§ **Document passage**:

:::

When life has thrown us a few curve balls and our family or societal culture taught us to “just keep going, be strong, you can handle it, or just get over it” we fail to recognize the importance of our emotions. This inability to acknowledge and process our own emotions leads to the lack of being able to recognize and respond appropriately to the emotions of others, including our children and spouses.
Futility and Adaptation: “Finding our tears” – Developmental psychologist Dr. Gordon Neufeld talks about the “Adaptation process” which refers to the child’s development and ability to adjust when things don’t go their way. It is important that a child is able to acknowledge such futility or disappointment within the context of a safe and warm relationship. Tears are often a symbol of a child’s coming to terms with such disappointment. The process of experiencing futility is important for a child to be able to build resilience. The tears actually help to release stress hormones and toxins from the body.
There are different types of tears; tears of futility and sadness, anger or frustration and upset. Parents and caregivers need to provide a safe place for the child where they can express the tears, instead of encouraging them to “just get over it”. Inviting them to express what didn’t work (such as they lost a game, friends mocked them, feeling embarrassed etc.) and responding in a warm manner can help to keep their hearts from being hardened. If the relationship between child and parent is a sound attachment then whatever you think of them will be more important then what their peers think of them.
Adaptation & Building resilience: A child shows healthy adaptation when they have overcome and worked through situations that brought futility. When a child does not learn to process emotions effectively they will become stuck, their heart may be hardened, and the relationship between parent and child will be affected. When this type of “stuckness” continues over time, the child will develop a lack of adaptation and resilience in their next developmental phase, which may continue into adulthood. Many adults are still stuck, as they have not been able to find healthy ways to acknowledge, express and process emotions and futilities as a result of things not having gone the way they thought.
Aggression: When a child experiences frustration, the brain has two options; to emotionally express the frustration and sadness of not having obtained what was desired, or if the futility is not experienced it will build up as attacking energy. In order for a child to go from frustration to adaptation, the emotions of futility need to be fully felt, if not aggression will build. Gordon Neufeld says: “aggression is the outcome of the failure to adapt”.
Mixed feelings: Key to human development and maturity according to Neufeld is the ability to hold mixed feelings simultaneously. This is an awareness that develops as part of the maturation process and parental coaching. Mixed feelings help you think twice before you make a decision, have empathy and consideration for others. An example might be “when I hit my annoying sister it makes me feel better, but I know that she will get hurt and I don’t like that”. We can help children develop mixed feelings by role modelling how to think or feel about two opposites in a particular situation. Use words to explain to the child that they feel one thing and at the same time feel something different about the same situation. This will help the maturation and developmental process of the child.
Counselling: Many parents observe behaviours in their children they find undesirable or even harmful. Typically parents may consider counseling for the child in order for their behaviour to change. The problem with this approach is that typically behavioural issues are of a relational nature that often includes unresolved emotions or emotions not appropriately responded to. It is very important for the parents to be part of the child’s counselling to ensure healthy attachments are being built.

:::

§ **What is expected**: In the passage on children's emotions and adaptation, how does Gordon Neufeld define aggression?

[Data entries]
:::

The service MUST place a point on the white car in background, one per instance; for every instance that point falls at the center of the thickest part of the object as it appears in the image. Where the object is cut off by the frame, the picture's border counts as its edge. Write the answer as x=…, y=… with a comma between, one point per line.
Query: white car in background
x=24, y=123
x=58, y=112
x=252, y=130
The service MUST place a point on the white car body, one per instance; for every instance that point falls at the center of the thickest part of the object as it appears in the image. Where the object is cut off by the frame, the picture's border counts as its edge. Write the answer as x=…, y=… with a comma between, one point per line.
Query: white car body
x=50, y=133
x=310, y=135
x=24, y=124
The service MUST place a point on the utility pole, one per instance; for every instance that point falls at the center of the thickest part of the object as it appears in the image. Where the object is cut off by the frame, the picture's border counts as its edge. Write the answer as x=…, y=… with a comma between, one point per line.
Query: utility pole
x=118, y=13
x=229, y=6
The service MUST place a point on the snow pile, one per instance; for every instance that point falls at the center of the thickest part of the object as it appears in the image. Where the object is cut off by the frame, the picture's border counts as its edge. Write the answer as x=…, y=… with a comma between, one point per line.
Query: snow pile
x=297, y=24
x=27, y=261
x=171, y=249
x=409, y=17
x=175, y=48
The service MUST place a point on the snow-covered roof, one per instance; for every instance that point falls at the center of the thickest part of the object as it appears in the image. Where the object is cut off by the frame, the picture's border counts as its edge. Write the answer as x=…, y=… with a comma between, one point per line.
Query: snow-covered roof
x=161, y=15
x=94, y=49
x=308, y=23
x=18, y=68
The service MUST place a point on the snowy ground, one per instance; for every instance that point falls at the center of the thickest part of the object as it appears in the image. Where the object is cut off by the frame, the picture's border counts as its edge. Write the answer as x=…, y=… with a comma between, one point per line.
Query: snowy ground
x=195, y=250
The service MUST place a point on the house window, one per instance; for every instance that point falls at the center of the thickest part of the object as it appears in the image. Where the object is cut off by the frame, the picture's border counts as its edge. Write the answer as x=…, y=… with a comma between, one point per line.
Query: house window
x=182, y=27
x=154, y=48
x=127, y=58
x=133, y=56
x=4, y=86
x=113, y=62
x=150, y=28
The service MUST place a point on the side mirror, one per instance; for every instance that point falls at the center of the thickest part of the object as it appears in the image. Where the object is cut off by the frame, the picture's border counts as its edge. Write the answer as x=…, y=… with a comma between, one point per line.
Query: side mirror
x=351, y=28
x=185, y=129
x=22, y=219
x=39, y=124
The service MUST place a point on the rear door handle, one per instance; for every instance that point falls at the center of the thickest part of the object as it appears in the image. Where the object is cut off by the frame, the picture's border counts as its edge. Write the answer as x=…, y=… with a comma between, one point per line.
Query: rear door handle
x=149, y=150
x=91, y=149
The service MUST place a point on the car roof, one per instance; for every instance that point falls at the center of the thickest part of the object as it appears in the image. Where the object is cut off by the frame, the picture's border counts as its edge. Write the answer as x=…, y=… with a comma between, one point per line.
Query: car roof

:::

§ **Expected answer**: As "the outcome of the failure to adapt."